### Exercise aim
Rewrite every line below, requests included, starting at the line containing "In this exercise you will spot the car hood" and ending at the line containing "<point>795,131</point>", with both of those lines included. Multiply each coordinate in the answers by 2.55 and round the result to the nearest whole number, rounding halves up.

-- begin Data shown --

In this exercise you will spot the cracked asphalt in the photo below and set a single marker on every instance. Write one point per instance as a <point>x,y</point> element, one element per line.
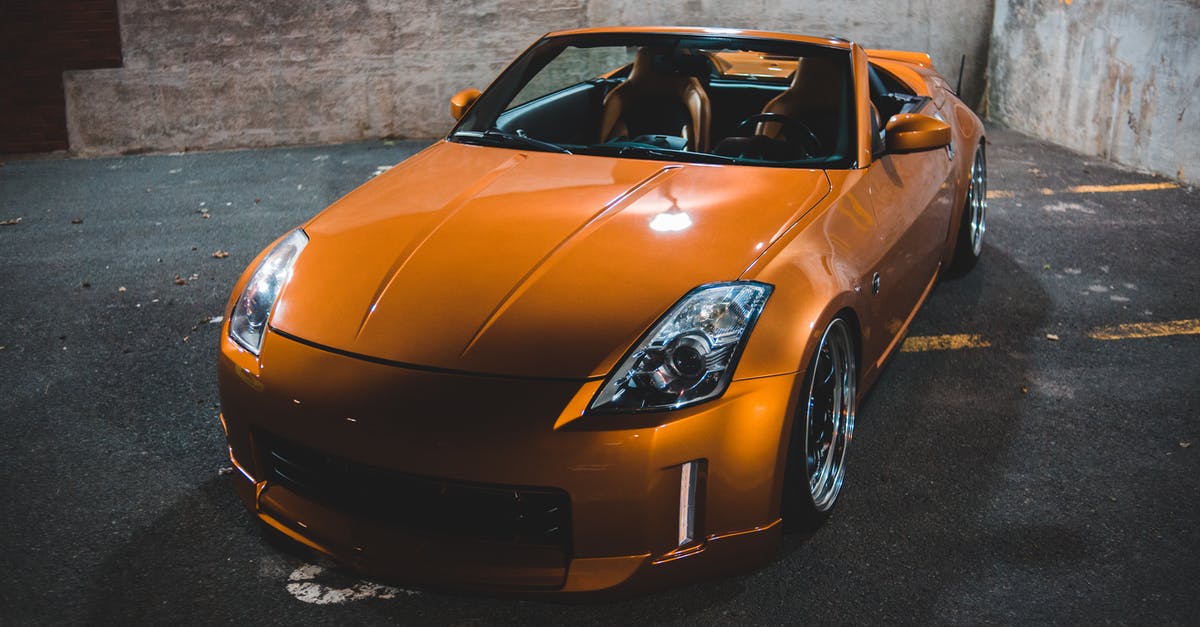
<point>1032,475</point>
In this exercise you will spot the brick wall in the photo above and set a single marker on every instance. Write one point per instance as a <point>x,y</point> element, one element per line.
<point>39,41</point>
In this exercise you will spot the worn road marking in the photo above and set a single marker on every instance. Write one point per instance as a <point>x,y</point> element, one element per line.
<point>1090,189</point>
<point>1146,329</point>
<point>942,342</point>
<point>1134,186</point>
<point>305,586</point>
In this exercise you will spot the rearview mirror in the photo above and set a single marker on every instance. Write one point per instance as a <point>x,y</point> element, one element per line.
<point>462,101</point>
<point>910,132</point>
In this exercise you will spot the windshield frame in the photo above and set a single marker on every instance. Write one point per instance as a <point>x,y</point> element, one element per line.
<point>491,105</point>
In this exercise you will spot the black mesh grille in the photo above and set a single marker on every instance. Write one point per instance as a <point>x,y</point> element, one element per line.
<point>423,505</point>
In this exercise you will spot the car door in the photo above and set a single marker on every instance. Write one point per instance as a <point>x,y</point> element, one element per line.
<point>911,197</point>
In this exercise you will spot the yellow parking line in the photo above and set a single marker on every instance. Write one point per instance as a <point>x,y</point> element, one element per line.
<point>942,342</point>
<point>1090,189</point>
<point>1135,186</point>
<point>1146,329</point>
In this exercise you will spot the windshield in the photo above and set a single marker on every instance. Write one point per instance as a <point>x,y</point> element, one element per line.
<point>675,97</point>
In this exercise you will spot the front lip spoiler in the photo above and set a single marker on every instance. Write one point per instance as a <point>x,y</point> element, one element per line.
<point>439,370</point>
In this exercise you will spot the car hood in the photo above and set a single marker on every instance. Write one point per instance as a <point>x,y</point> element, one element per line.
<point>534,264</point>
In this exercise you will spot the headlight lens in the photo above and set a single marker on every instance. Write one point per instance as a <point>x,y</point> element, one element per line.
<point>247,322</point>
<point>689,356</point>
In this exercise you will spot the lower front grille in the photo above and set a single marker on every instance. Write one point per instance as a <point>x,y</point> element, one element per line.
<point>426,506</point>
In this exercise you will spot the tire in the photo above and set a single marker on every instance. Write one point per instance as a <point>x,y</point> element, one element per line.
<point>821,430</point>
<point>975,218</point>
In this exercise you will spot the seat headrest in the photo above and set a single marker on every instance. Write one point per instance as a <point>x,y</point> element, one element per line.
<point>669,63</point>
<point>817,82</point>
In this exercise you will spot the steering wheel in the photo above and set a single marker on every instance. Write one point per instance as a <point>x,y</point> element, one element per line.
<point>795,131</point>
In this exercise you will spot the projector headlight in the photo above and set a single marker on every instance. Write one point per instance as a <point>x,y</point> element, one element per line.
<point>689,356</point>
<point>247,323</point>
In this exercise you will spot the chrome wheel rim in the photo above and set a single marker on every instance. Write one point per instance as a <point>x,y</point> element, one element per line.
<point>829,414</point>
<point>978,201</point>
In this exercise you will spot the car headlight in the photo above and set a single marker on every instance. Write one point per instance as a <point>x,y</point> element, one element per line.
<point>689,356</point>
<point>247,322</point>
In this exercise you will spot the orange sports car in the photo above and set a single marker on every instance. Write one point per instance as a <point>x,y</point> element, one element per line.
<point>610,333</point>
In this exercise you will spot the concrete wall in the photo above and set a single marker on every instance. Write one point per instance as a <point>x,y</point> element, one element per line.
<point>225,73</point>
<point>1113,78</point>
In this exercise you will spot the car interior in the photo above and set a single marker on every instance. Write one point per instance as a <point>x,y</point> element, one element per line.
<point>755,107</point>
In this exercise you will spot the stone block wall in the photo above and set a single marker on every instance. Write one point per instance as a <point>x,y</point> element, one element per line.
<point>229,73</point>
<point>39,40</point>
<point>1110,78</point>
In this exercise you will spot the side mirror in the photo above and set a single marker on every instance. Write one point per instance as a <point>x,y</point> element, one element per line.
<point>462,101</point>
<point>910,132</point>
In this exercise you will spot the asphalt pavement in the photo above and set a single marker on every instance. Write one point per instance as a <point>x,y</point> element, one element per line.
<point>1033,457</point>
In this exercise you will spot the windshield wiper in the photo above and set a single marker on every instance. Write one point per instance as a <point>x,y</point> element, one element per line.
<point>509,138</point>
<point>665,154</point>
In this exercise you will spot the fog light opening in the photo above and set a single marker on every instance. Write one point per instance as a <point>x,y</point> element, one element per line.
<point>688,479</point>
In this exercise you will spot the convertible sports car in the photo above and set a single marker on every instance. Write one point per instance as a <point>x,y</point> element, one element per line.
<point>610,333</point>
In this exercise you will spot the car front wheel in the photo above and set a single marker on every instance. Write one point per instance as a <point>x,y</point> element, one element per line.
<point>821,430</point>
<point>975,218</point>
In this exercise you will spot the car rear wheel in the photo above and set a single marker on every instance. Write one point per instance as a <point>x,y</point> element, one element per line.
<point>975,218</point>
<point>821,430</point>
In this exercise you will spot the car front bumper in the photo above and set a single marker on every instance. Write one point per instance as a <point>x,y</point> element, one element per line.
<point>449,479</point>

-- end Data shown --

### Exercise solution
In this exercise you will spot the car hood in the photo above and set a single marker on every instance. Write one point per instance as a <point>x,y</point> element, one element per line.
<point>1362,673</point>
In this exercise you will spot the headlight lens in the photo above and set a single marker on every instance. Write one point per instance as a <point>x,y</point> element, one element per line.
<point>630,821</point>
<point>1757,908</point>
In this exercise you will spot the lower front grille in the photo above and set a single marker on every instance. Write one point per instance as a <point>x,y</point> element, one element per line.
<point>1086,1290</point>
In this exercise you will spot the tire in the photo above and set a single marker on every instance. Write one point per instance as a <point>x,y</point> element, one element per line.
<point>2094,1097</point>
<point>2486,556</point>
In this exercise you will spot the seat headrest in the photo above and set a single marker on every instance. Write one point per instance as a <point>x,y</point> element, one element per line.
<point>1706,161</point>
<point>2083,209</point>
In this exercise you will spot the steering wheel in the photo above and set a single marker on every instance. Write one point per instance as a <point>x,y</point> element, one element per line.
<point>2027,334</point>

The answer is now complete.